> _TEXT FOR ANALYSIS_
____
Lukeby Mike Raiter
The scene is 40 days after the birth of Jesus. In order to fulfil the Old Testament law’s requirements for purification (Leviticus 12:1–4), Joseph and Mary take their baby to the temple in nearby Jerusalem. Here they meet two godly people, Simeon and Anna. Notice how Luke emphasises their experience in the temple and their anticipation of the coming Messiah, who will deliver Israel.
There are two great periods in the history of salvation. The first was the age of the law and the Prophets, where the focus was on Israel. If you wanted to meet God, you had to go to the temple. You had to obey the law. It was the age of promise, when Israel looked forward to its salvation.
With Jesus, a new age has dawned and everything has changed. The old age has served its purpose of preparing for the coming of the Messiah. Now, we no longer go to a temple, or any other building, in order to meet God. We meet God by going to Jesus.
Can you see how Simeon and Anna are two symbols of the former age? They have served God in the temple. They have devoutly kept the law of Moses. They have waited patiently for the Messiah to bring salvation. When Simeon prays to be dismissed in peace (v. 29), he is talking about both himself and the age to which he belongs. Now that salvation has come (v. 30), their work is finished. For centuries, Israel has been waiting, and now, at the appointed time, the Messiah has arrived. Simeon rejoices that Jesus is the light of the world and the glory of Israel (v. 32).
____
> _MATERIAL PROVIDED_
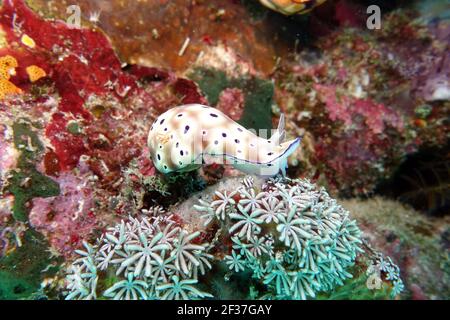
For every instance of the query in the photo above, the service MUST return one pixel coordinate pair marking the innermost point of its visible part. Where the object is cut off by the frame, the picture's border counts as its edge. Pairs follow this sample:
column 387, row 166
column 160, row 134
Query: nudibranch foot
____
> _WHAT TO DO_
a) In the Simeon and Anna reading, how many days after the birth of Jesus does the scene take place?
b) Reproduce word for word the part of the Simeon and Anna reading starting with "Lukeby Mike Raiter" and going on through "will deliver Israel.".
c) Carry on the Simeon and Anna reading from the point where it stops.

> _ANSWERS IN ORDER_
a) 40 days

b)
Lukeby Mike Raiter
The scene is 40 days after the birth of Jesus. In order to fulfil the Old Testament law’s requirements for purification (Leviticus 12:1–4), Joseph and Mary take their baby to the temple in nearby Jerusalem. Here they meet two godly people, Simeon and Anna. Notice how Luke emphasises their experience in the temple and their anticipation of the coming Messiah, who will deliver Israel.

c)
The world we live in has always been marked by darkness and shame, both morally and physically. However, Luke is reminding us that a new day has dawned. God has always been guiding the events of history to fulfil His wonderful salvation plan for all people. Just as surely as God brought the old age to its conclusion, we can be certain He will bring this “present evil age” (Galatians 1:4) to a close and reveal in glory the Lord Jesus to everyone. Then His people will enjoy the ultimate goal of all God’s plans: the wonderful age to come.
How do you think it was possible for Simeon to recognise that this child was Israel’s salvation?
As with the shepherds (v. 17), Anna also begins to tell people about Jesus (v. 38). What lesson do you think Luke wants us to draw from these early chapters of his gospel?